● **Work to complete**
1. Using the article on the government's plan for nurses, answer the following:
(a) Who signed the cabinet-in-confidence submission, and in what month?
(b) By how much did the government plan to cut the annual nursing budget?
(c) What yearly pay rise would nurses receive in return for the cuts?
2. Reproduce the passage of the article on the government's plan for nurses, everything from "The secret government" down to "by $104 million.".
3. Write what follows the last sentence of the article on the government's plan for nurses.

● **Text**
● ● ● ● ● ● ●

The Baillieu government has developed a secret plan to goad the state's nurses into industrial action so it can force them into arbitration, cut nurse numbers and replace them at hospital bedsides with low-skilled ''health assistants''.
The secret government document outlines an aggressive approach to achieving its policy - by deliberately frustrating pay negotiations - prompting claims from the nurses' union secretary Lisa Fitzpatrick of ''duplicity''.
A cabinet-in-confidence submission, signed by Health Minister David Davis in May and leaked to The Sunday Age, confirms that the government had detailed plans to cut the annual nursing budget by $104 million.
In order to make the savings, the government planned to make nurse-patient ratios - currently one nurse is rostered on for every four patients - more flexible; replace some nurses with low-paid, low-skilled ''health assistants''; reduce the ratio of university-qualified nurses on wards; and introduce shorter shifts and split shifts.
Mr Davis's submission reveals that in return for these cuts, which amount to 4 per cent of the nurses' wage budget, nurses would get a pay rise of just 3.5 per cent per year. Police recently received a 4.7 per cent pay rise.

● ● ● ● ● ● ●

● **Data entries**
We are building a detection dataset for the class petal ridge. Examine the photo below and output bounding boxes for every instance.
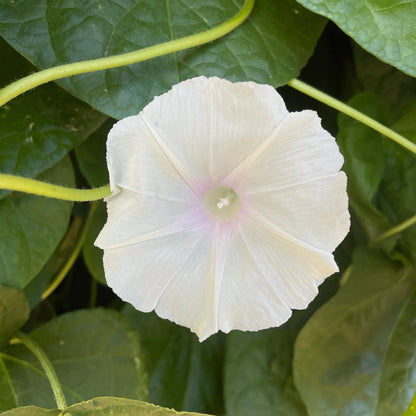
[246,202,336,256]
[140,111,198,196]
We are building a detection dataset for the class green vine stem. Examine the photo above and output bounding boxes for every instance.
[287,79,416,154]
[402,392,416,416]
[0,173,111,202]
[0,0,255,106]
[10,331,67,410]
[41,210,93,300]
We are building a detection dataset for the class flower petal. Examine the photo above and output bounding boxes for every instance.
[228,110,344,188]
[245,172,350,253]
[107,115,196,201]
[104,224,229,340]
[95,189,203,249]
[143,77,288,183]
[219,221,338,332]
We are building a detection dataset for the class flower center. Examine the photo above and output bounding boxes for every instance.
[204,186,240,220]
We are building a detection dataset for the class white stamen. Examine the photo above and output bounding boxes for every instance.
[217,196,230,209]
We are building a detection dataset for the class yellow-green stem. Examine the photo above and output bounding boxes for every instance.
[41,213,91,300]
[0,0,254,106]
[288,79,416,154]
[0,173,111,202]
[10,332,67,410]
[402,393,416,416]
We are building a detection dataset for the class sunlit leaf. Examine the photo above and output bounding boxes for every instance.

● ● ● ● ● ● ●

● **Set of answers**
1.
(a) Health Minister David Davis, in May.
(b) By $104 million.
(c) 3.5 per cent per year.

2.
The secret government document outlines an aggressive approach to achieving its policy - by deliberately frustrating pay negotiations - prompting claims from the nurses' union secretary Lisa Fitzpatrick of ''duplicity''.
A cabinet-in-confidence submission, signed by Health Minister David Davis in May and leaked to The Sunday Age, confirms that the government had detailed plans to cut the annual nursing budget by $104 million.

3.
The government appears determined to pursue its policy despite its submission acknowledging that interstate nurses ''receive significantly higher pay rates'' than Victorian nurses.
Negotiations for the new agreement began in September, and on Friday nurses voted to give themselves the ability to take legally protected industrial action from Thursday.
The government's aim, revealed in the submission, is to have the crisis continue to a point whereby the industrial tribunal, Fair Work Australia, is either called in or steps in because negotiations have broken down and the nurses' action is deemed harmful to public welfare.
This would force both parties into arbitration, where the government's push to reduce nurses' conditions is likely to be successful because the tribunal is not permitted under the constitution to tell states the ''number, identity or appointment'' of the workforce they employ.